> Task to complete: Write each entry out again exactly, with nothing omitted.

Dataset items
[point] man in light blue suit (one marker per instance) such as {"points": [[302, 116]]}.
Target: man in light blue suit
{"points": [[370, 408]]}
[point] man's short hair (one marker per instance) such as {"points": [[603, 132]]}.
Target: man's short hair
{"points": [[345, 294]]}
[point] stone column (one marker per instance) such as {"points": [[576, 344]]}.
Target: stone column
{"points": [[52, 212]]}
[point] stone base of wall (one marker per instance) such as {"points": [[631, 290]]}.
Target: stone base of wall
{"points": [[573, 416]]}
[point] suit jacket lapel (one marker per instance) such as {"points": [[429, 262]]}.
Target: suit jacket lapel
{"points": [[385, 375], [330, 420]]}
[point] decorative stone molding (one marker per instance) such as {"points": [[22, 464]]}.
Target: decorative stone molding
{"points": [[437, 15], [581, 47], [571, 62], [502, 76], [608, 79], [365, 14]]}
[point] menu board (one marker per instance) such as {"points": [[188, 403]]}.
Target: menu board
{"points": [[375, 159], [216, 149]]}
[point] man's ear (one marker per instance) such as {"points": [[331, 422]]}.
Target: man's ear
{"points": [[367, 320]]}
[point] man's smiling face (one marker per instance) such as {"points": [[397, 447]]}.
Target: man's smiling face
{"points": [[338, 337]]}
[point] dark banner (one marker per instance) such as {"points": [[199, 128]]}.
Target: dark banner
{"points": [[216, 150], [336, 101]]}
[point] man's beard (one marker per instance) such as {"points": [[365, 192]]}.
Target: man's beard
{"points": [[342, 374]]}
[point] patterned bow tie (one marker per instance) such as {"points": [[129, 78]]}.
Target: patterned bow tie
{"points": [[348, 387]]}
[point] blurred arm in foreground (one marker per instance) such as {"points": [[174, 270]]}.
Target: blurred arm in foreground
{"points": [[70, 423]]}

> Answer below:
[point] man in light blue suit (one marker per instance) such as {"points": [[302, 116]]}.
Target: man in light blue suit
{"points": [[370, 408]]}
[point] man's short hair (one marker per instance) such as {"points": [[603, 132]]}.
Target: man's short hair
{"points": [[345, 294]]}
[point] stone column (one marker per instance) such as {"points": [[576, 344]]}.
Target: stone column
{"points": [[52, 212]]}
[point] stone base of wall (one marker per instance) such as {"points": [[631, 290]]}.
Target: stone base of wall
{"points": [[573, 416]]}
[point] suit jacket lapel (one marker per instance) such as {"points": [[429, 262]]}.
Target: suit jacket lapel
{"points": [[385, 375], [330, 420]]}
[point] decorative stone molding (one marker per instance) such as {"points": [[22, 464]]}.
Target: decorative stone molding
{"points": [[437, 15], [581, 47], [571, 62], [502, 76], [608, 79], [365, 14]]}
[point] menu board (one marker per instance) such as {"points": [[188, 403]]}.
Target: menu board
{"points": [[375, 159], [216, 149]]}
[point] man's ear (one marker per instance) such as {"points": [[331, 422]]}.
Target: man's ear
{"points": [[367, 320]]}
[point] man's smiling face (one marker per instance) such as {"points": [[397, 447]]}.
Target: man's smiling face
{"points": [[338, 337]]}
[point] dark banner (one marker per instance) such as {"points": [[199, 128]]}.
Target: dark banner
{"points": [[216, 150], [336, 101]]}
[point] man's beard (one marker per instance) such as {"points": [[365, 192]]}.
Target: man's beard
{"points": [[342, 374]]}
[point] patterned bow tie (one marker per instance) such as {"points": [[129, 78]]}.
Target: patterned bow tie
{"points": [[348, 387]]}
[point] blurred arm in foreground (one marker per instance) such as {"points": [[174, 270]]}.
Target: blurred arm in foreground
{"points": [[70, 423]]}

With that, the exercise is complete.